■ EXCERPT PROVIDED:
---

Alfred Adler (1870-1937), psychiatrist born in Vienna, Austria to Jewish parents.

Adler attended the Vienna Medical School, where he studied under an internist who stressed the importance of a physician treating the whole patient, not just the ailment. During his university days, Adler was attracted to the humanistic side of socialism - its stress on equality, cooperation and democracy.

Following graduation, Adler established a private practice in Vienna and in 1902 joined Freud's Wednesday Night Psychological Society (which soon changed its name to the Vienna Psychoanalytic Society). In 1910, he succeeded Freud as the group's president, but resigned after a year due to his forthright criticism and questioning of Freud's concepts. Shortly thereafter, Adler formed the Society for Free Psycholo-Analytic Research, choosing the title in protest of what he considered Freud's dictatorial ways. In 1913, he changed the group's name to the Society for Individual Psychology to better reflect his own approach to personality theory.

During World War I, Adler worked as an army doctor in a Vienna hospital, where his exposure to the effects of war on people led him to develop his concept of social interest.

In the late 1920s and early 1930s, he authored several popular books, including The Practice and Theory of Individual Psychology (1927), Understanding Human Nature (1927), The Science of Living (1929/1969), The Education of Children (1930a), The Pattern of Life (1930b), What Life Should Mean to You (1931), and Social Interest: A Challenge to Mankind (1933).

---

(Region pointing data)

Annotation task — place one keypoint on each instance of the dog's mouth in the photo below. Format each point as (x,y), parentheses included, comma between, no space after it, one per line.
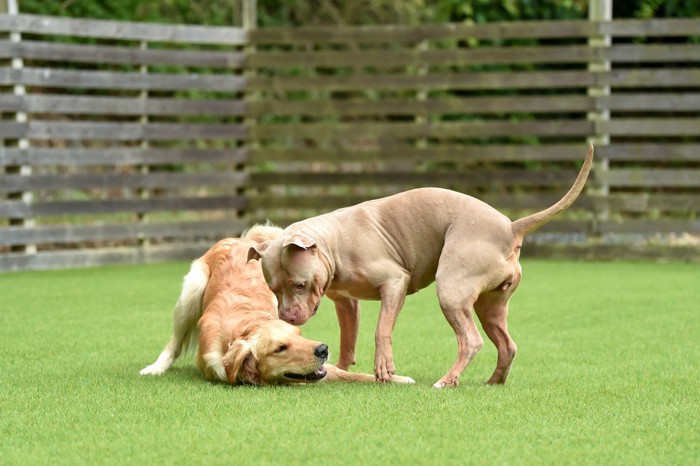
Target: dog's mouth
(314,376)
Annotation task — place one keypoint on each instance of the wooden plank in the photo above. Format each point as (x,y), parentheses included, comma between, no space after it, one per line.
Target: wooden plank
(118,131)
(112,80)
(112,156)
(116,55)
(482,178)
(651,178)
(17,183)
(414,34)
(479,128)
(647,102)
(328,202)
(651,152)
(616,252)
(638,53)
(72,233)
(438,81)
(123,30)
(457,153)
(671,27)
(20,209)
(568,103)
(103,105)
(649,127)
(86,257)
(464,56)
(652,78)
(648,226)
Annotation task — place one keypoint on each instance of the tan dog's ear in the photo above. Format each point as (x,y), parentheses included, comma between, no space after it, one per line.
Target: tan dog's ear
(256,252)
(300,240)
(239,363)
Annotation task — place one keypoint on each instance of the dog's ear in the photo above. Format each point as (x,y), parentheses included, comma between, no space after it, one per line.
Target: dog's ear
(239,363)
(300,240)
(256,252)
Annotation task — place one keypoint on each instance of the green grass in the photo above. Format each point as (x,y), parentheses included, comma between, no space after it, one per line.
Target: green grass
(606,373)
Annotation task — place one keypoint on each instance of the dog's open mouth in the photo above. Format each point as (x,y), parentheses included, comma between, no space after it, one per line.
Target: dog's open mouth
(314,376)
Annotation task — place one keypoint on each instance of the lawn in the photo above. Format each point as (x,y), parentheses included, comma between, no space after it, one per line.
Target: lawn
(607,373)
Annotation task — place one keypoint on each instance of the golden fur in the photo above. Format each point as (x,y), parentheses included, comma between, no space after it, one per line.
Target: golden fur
(240,339)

---

■ TASK DIRECTIONS: Duplicate the passage from the Alfred Adler biography between "In the late" and "to Mankind (1933).", inclusive. These items have no connection to the text about Alfred Adler.

■ ANSWER SECTION:
In the late 1920s and early 1930s, he authored several popular books, including The Practice and Theory of Individual Psychology (1927), Understanding Human Nature (1927), The Science of Living (1929/1969), The Education of Children (1930a), The Pattern of Life (1930b), What Life Should Mean to You (1931), and Social Interest: A Challenge to Mankind (1933).